## DATA FOR PROCESSING:
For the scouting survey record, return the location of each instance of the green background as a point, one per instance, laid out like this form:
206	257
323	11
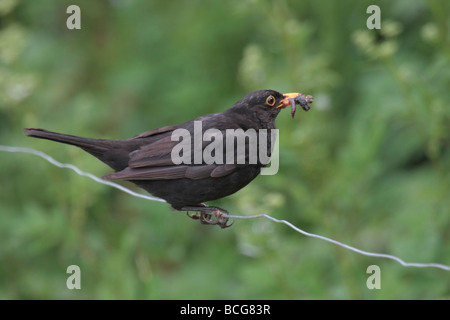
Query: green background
368	165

## SET PROBLEM:
Can you copy the records above line for line, leaving out the pictures?

## EXERCISE RESPONSE:
For the scouting survey record, return the location of each instance of the green background as a point, one per instance, laid out like this form:
206	257
323	11
Query: green background
368	165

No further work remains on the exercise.